TASK DETAILS
Copy every line of the material below word for word, keeping each character, space, and line break unchanged.

Data entries
------------------------------------

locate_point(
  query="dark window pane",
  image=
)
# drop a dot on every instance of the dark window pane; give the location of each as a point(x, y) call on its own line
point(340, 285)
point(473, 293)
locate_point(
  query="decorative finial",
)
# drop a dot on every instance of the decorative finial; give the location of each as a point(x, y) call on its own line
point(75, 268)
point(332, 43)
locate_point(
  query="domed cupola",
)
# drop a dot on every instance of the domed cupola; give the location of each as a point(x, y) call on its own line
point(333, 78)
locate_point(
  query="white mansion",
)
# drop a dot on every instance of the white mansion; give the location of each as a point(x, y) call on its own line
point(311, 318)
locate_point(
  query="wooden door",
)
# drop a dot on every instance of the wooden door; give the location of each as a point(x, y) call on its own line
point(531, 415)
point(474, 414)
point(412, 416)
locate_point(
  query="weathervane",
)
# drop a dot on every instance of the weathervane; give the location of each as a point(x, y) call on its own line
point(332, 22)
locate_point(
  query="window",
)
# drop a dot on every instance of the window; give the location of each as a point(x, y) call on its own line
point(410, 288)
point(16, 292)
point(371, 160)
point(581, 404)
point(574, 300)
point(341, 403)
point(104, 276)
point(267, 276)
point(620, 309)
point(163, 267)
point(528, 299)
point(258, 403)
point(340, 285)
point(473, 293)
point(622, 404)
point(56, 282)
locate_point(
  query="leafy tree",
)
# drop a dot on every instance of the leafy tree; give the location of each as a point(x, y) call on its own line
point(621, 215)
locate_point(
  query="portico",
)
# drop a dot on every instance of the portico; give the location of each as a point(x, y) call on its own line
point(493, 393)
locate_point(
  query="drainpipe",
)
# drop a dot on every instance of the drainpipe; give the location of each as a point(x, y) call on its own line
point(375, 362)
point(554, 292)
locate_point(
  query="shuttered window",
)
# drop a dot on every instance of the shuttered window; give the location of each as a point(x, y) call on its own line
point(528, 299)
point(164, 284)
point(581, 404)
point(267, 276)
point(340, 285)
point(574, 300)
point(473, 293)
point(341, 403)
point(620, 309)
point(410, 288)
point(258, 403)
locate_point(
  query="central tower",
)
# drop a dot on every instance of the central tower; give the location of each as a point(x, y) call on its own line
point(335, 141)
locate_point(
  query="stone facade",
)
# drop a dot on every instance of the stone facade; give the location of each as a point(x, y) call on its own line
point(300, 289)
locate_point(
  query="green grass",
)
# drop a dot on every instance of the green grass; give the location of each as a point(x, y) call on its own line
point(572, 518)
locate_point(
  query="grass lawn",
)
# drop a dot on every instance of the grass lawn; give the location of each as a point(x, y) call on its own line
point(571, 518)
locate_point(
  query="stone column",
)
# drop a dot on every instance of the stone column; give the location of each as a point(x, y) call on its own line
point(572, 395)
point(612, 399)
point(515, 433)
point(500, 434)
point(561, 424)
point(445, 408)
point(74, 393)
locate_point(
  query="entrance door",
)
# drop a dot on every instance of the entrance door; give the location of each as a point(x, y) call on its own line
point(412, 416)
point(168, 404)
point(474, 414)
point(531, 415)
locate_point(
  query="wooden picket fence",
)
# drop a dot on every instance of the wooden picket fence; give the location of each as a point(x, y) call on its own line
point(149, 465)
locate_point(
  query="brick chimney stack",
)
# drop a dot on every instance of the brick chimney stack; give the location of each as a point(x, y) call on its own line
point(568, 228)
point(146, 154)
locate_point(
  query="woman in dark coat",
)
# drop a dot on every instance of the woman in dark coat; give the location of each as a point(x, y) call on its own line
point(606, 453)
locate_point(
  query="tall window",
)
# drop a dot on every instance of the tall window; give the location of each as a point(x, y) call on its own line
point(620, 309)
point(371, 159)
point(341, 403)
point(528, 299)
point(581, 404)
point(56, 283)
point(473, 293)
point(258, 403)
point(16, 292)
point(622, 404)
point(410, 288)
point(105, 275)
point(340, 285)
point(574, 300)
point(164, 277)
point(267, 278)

------------------------------------

RESPONSE TO THIS EXERCISE
locate_point(
  query="dark window pane",
  image=
)
# drop a dot on every instance of the dark window pane; give the location of each as a point(x, y) call on its own line
point(340, 285)
point(473, 293)
locate_point(
  query="decorative finial",
)
# drop a dot on every instance of the decorative finial; give the location of each as a point(x, y) call on its own line
point(75, 268)
point(332, 43)
locate_point(
  query="domed cupola",
)
# drop a dot on every instance of the domed cupola; give the location of each as a point(x, y) call on its own line
point(333, 78)
locate_point(
  query="white mansion",
)
# drop a dot on every instance of the white mansion; give the location of each as a point(x, y) call on its own line
point(311, 318)
locate_point(
  query="wooden door",
)
# drop a dot on every instance of the wooden door; give the location of each as a point(x, y) call on its own line
point(531, 415)
point(474, 414)
point(412, 416)
locate_point(
  query="weathervane",
)
# drop a dot on every instance of the weathervane; give the location of each as a point(x, y) call on its own line
point(332, 22)
locate_point(
  query="window",
)
# drop a dot on every instance of the window; give the location of each as a point(x, y) call on its own line
point(410, 288)
point(16, 292)
point(371, 160)
point(581, 404)
point(574, 300)
point(341, 403)
point(104, 276)
point(267, 276)
point(620, 309)
point(163, 267)
point(528, 299)
point(258, 403)
point(340, 285)
point(473, 293)
point(622, 404)
point(56, 282)
locate_point(
  query="leafy tree",
)
# drop a dot on every instance of the leafy tree; give the location of each as a point(x, y) call on its own line
point(621, 215)
locate_point(
  query="portico",
)
# drop a dot on every instance of the portico; give the location of each as a point(x, y) call on its own line
point(493, 393)
locate_point(
  query="drainpipe",
)
# drop a dot on every instance of the drainpipe; give the location of each as a point(x, y) call on its own line
point(375, 362)
point(554, 292)
locate_point(
  query="shuttered window",
)
# drop a dot on every instance of the shuttered window; give the location of each as a point(x, y) call on its own line
point(528, 299)
point(164, 284)
point(581, 404)
point(267, 276)
point(340, 285)
point(574, 300)
point(473, 293)
point(341, 403)
point(620, 309)
point(410, 288)
point(258, 403)
locate_point(
  query="central tower",
)
# drop a dot on every instance of the central tower; give the location of each as a point(x, y) call on its own line
point(335, 141)
locate_point(
  query="stone facade",
)
# drop a dot on every instance of the stone facade; give the location of each as a point(x, y) call on its own line
point(300, 289)
locate_point(
  query="green grass",
)
# drop a dot on every instance of the green grass; give the location of each as a point(x, y) call on its own line
point(572, 518)
locate_point(
  query="grass lawn",
)
# drop a dot on every instance of the grass lawn; give the location of each as a point(x, y) call on its own line
point(571, 518)
locate_point(
  query="stone column",
)
# drop a dot on every instance of the stone column; give the location of each as a point(x, y) call on its own line
point(572, 395)
point(612, 399)
point(515, 433)
point(500, 434)
point(561, 424)
point(445, 408)
point(74, 393)
locate_point(
  query="entrance door",
)
# drop a dot on every instance of the entrance door; give the location of each as a point(x, y) call on its own line
point(412, 416)
point(168, 404)
point(474, 414)
point(531, 415)
locate_point(
  query="wooden picket fence",
)
# drop a dot on every instance of the wooden picket fence; give the location of each as a point(x, y) call on its own line
point(149, 465)
locate_point(
  query="brick chimney stack",
)
# drop a dot on every instance of the brick chimney stack; give the location of each as a point(x, y) call on its own line
point(568, 228)
point(146, 154)
locate_point(
  query="woman in dark coat",
)
# drop a dot on every instance of the woman in dark coat; give the location of each as a point(x, y) call on its own line
point(606, 453)
locate_point(
  query="tall window",
)
# drop a dot on every instance of the tall window; give the location of each as a point(x, y) call on its own line
point(620, 309)
point(371, 159)
point(341, 403)
point(528, 299)
point(581, 404)
point(56, 283)
point(473, 293)
point(258, 403)
point(16, 292)
point(622, 404)
point(410, 288)
point(105, 275)
point(340, 285)
point(574, 300)
point(164, 277)
point(267, 278)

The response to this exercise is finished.